▼

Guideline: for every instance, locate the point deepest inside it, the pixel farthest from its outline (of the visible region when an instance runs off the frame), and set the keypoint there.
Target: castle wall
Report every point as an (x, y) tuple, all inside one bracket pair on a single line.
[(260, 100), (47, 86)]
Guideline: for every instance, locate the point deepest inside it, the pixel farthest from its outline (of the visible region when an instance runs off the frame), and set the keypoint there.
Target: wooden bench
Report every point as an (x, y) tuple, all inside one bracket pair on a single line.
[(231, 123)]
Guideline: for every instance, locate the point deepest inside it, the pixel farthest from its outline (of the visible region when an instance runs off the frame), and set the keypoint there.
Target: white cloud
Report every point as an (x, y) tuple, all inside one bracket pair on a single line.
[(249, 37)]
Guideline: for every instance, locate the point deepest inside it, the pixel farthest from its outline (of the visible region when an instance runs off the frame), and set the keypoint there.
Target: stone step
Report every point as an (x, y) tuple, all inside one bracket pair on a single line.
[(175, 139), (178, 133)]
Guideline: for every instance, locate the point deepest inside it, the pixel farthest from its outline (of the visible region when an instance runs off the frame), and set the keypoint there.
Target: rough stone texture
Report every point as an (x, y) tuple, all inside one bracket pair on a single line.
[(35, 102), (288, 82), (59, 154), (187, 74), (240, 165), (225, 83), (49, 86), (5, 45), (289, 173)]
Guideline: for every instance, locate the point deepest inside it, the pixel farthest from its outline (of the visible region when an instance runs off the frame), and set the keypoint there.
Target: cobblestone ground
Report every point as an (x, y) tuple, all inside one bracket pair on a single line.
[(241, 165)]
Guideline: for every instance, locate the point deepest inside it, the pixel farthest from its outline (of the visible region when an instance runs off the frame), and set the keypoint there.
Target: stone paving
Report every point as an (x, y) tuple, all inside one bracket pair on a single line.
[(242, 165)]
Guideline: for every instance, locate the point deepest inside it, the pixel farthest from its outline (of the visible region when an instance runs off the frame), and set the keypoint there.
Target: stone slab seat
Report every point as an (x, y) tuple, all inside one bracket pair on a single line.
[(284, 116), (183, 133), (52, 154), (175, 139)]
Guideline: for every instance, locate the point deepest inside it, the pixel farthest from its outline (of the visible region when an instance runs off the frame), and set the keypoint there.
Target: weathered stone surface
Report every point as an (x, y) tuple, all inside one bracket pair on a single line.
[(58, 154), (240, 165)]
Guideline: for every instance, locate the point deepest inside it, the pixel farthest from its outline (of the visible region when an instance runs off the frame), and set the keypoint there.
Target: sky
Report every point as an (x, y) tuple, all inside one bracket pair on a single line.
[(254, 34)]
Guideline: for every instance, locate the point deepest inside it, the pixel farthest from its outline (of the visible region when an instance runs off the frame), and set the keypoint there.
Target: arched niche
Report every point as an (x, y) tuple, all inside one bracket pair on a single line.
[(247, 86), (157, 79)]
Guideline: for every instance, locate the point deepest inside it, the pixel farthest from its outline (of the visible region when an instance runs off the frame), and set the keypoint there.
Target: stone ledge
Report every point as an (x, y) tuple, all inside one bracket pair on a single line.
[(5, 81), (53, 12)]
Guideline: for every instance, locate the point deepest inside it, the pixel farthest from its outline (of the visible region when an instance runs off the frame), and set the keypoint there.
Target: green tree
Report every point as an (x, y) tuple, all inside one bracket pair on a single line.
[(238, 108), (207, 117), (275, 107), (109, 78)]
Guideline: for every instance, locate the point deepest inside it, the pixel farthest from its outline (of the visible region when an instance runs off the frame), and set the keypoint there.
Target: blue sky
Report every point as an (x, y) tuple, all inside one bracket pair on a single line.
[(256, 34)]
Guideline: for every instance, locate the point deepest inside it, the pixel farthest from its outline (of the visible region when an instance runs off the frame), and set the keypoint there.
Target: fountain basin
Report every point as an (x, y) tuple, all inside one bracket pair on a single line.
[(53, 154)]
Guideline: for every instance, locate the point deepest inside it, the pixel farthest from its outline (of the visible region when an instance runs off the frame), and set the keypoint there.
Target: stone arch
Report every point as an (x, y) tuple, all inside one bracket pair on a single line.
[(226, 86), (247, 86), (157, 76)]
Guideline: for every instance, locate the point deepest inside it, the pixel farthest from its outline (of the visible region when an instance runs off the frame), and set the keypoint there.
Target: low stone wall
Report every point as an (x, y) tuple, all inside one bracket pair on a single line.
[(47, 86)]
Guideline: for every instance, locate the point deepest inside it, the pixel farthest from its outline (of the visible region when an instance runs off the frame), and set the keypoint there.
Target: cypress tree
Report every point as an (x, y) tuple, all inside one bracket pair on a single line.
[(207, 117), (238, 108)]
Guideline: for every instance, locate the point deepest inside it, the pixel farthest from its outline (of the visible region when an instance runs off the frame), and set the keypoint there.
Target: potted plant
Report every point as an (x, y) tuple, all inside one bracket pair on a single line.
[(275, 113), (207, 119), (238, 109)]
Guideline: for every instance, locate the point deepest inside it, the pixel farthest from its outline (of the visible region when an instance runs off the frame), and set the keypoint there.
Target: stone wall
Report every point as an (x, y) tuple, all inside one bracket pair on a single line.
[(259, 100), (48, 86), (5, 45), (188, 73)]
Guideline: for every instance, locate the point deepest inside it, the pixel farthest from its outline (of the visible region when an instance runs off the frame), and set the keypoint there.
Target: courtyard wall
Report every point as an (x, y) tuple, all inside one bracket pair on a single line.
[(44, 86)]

▲

PROMPT: Go through the records. Copy each line where "tree" appears.

RESPONSE BOX:
Target: green tree
Target: cypress tree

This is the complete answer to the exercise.